WORK TO COMPLETE |
Please, without the pictures, retype exactly the lines from the start of the material through the line that holds "box: [0, 239, 508, 316]".

SUPPLIED MATERIAL |

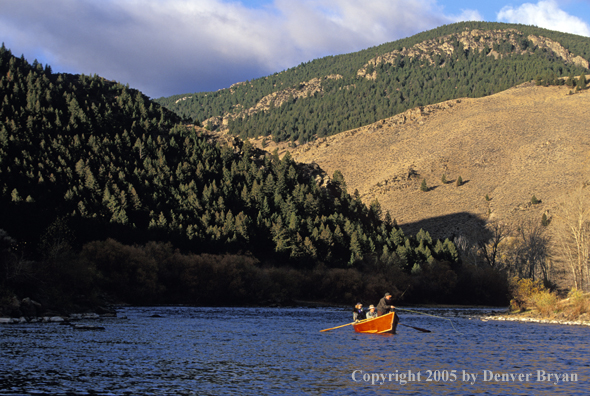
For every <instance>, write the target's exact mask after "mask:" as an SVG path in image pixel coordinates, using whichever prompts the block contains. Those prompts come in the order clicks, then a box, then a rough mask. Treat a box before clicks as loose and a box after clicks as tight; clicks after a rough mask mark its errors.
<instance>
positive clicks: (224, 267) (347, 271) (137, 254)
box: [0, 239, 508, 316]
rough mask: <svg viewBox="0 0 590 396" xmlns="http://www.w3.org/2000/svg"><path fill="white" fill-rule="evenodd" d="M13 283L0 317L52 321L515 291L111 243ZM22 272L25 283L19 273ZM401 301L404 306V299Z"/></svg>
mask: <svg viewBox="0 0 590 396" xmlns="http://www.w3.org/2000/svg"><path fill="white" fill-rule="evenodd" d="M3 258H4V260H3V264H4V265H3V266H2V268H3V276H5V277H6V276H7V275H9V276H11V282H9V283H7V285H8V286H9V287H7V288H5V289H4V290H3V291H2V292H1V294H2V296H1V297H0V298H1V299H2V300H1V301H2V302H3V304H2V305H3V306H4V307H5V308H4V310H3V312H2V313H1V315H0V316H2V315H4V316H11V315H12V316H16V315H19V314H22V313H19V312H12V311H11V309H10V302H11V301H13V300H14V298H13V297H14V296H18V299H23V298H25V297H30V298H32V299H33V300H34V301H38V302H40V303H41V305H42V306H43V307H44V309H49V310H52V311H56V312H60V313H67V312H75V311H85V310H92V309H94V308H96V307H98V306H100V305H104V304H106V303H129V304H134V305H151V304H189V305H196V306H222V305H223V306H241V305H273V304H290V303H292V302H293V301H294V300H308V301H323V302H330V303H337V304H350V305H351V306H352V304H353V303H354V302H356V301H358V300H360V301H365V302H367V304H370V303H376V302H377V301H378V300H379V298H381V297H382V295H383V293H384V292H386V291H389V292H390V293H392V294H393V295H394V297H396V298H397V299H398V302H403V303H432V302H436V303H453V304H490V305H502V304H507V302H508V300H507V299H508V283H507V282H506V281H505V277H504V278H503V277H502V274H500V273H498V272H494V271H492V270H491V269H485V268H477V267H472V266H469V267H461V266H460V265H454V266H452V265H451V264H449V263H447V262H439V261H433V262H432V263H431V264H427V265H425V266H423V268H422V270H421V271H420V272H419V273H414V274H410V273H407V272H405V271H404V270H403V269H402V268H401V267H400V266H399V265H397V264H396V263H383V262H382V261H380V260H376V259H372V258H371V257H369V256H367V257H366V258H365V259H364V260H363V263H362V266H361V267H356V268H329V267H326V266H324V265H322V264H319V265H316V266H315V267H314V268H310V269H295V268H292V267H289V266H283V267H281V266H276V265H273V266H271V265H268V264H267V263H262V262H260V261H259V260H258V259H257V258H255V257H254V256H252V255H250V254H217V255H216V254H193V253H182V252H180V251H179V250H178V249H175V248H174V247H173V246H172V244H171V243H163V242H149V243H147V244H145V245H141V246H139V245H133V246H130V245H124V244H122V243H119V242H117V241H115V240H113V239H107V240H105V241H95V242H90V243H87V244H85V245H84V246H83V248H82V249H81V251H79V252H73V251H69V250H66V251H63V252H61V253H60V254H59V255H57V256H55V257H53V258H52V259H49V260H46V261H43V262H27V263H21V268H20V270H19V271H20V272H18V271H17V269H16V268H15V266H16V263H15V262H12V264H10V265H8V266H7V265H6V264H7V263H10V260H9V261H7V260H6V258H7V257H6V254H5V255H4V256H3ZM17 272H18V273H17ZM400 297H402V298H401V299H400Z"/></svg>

REPLY TO THE EXERCISE |
For every <instance>, write the target's exact mask after "mask:" as an SVG path in image pixel coordinates, using whichever prompts the block contains. Those prompts come in the order clicks, then a box, then a rough mask. Treat a box before clicks as loose and a box after clicks as tight; clicks after a rough mask mark its errors.
<instance>
positive clicks: (224, 267) (347, 271) (137, 254)
box: [0, 239, 508, 316]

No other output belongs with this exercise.